* _DIRECTIONS_: Extract every line starting at the line that contains "Where in this photo can the stone" and ending with the final line of the data, inclusive; give only those lines, word for word.

[[ INPUT RECORDS open ]]

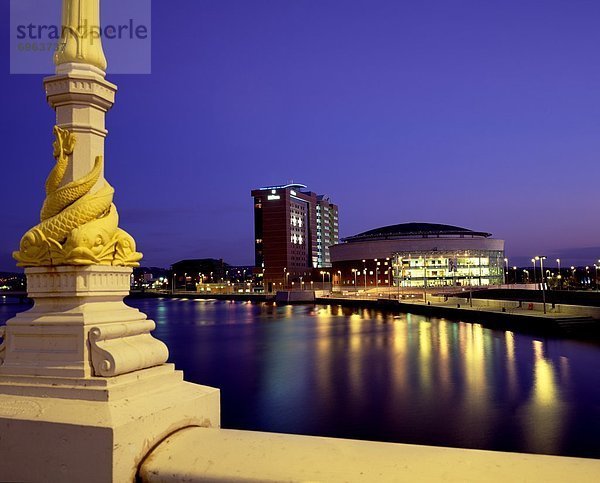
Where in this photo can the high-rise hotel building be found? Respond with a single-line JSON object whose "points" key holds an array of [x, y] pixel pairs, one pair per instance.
{"points": [[294, 229]]}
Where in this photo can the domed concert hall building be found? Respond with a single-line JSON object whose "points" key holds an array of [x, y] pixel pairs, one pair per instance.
{"points": [[418, 255]]}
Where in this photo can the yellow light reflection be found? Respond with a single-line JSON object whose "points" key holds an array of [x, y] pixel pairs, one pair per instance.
{"points": [[544, 411], [511, 365]]}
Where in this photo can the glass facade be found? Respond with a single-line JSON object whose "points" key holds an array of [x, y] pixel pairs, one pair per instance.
{"points": [[446, 268]]}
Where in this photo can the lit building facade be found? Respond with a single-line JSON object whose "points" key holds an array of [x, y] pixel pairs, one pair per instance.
{"points": [[294, 229], [418, 255]]}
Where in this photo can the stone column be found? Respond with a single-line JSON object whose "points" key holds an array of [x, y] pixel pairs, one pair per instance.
{"points": [[85, 390]]}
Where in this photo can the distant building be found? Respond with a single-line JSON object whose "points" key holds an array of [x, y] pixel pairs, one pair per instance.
{"points": [[294, 229], [187, 274], [418, 255]]}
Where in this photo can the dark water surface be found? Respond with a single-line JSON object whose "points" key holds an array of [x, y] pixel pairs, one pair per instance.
{"points": [[365, 374]]}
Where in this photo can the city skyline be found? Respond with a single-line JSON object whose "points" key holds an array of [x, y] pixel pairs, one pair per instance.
{"points": [[483, 117]]}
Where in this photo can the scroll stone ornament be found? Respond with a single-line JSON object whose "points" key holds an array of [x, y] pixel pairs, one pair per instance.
{"points": [[80, 39], [77, 226]]}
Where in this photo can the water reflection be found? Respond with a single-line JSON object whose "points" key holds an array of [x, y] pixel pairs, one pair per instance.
{"points": [[335, 371]]}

[[ INPUT RECORDS closed ]]

* _SOLUTION FOR THIS TASK_:
Where in this photo can the stone column be found? Respond with a single-line JSON object whose "points" key holds an array of [x, y] pixel pairs, one pair per instance.
{"points": [[85, 390]]}
Where in this photo can the distant building be found? Respond with a single-line JSON object whose "points" key holds an array of [x, y] pixel pairs, one pair per instance.
{"points": [[294, 229], [187, 274], [418, 255]]}
Where in this photo can the dark water surface be found? Respond with a single-line JSON object whose "points" key holds an array of [x, y] pixel pairs, one pair per instance.
{"points": [[365, 374]]}
Where in this photo can the city skyline be found? Respond with a single-line JSON object whose "points" key holds an array of [x, y] pixel pairs, one pair per instance.
{"points": [[483, 117]]}
Where in this photo can the scroll stone ornament be found? Respond with a single-line JSON object whose "points" key holds an array of [x, y] pixel pairs, one pair per instance.
{"points": [[80, 39], [77, 226]]}
Where in this photo can the water reflection be found? Respond with a single-line JSON object whose "points" key holds an array of [x, y] pixel pairs, one pair per instance.
{"points": [[335, 371]]}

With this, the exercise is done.